**Activity**:
Images do not belong in the copy; retype the rest of the entries below exactly.

[Opening Input data section]

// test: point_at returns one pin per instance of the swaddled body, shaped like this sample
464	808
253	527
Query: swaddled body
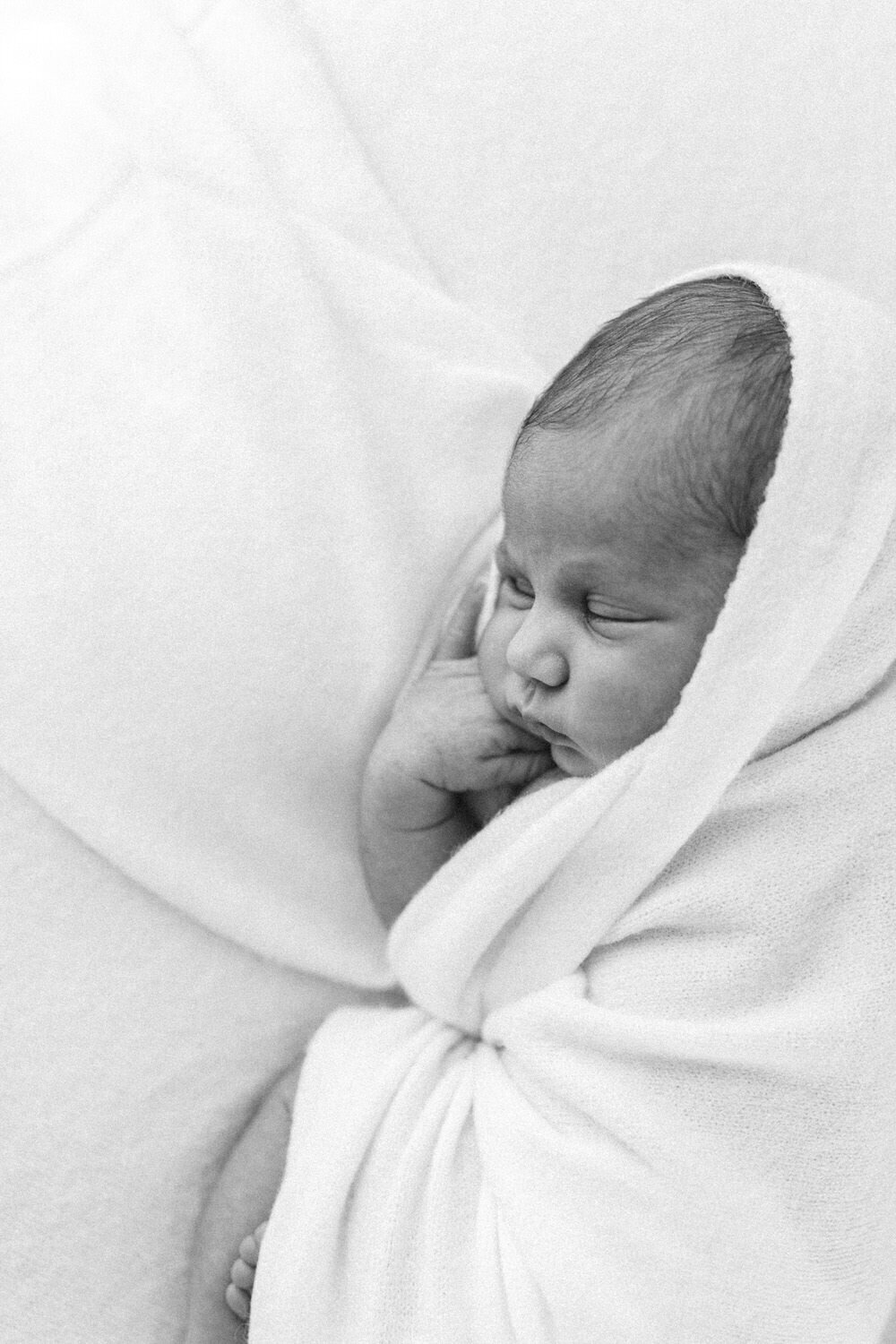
643	1088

[Closing Input data section]

**Answer for the task**:
// test: point_at returns one pin per instance of the swaddled body, shaped like this sample
464	808
253	527
Query: swaddled body
643	1088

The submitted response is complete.